Excerpts from point annotation data:

[Start]

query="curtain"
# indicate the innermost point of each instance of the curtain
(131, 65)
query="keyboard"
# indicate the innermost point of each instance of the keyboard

[End]

### Exercise requirements
Rewrite the rows above, replacing "innermost point" with "central point" wherever it occurs and leaving everything else the same.

### Solved problem
query="curtain"
# indicate the central point of each instance of the curtain
(131, 65)
query="keyboard"
# indicate the central point of each instance of the keyboard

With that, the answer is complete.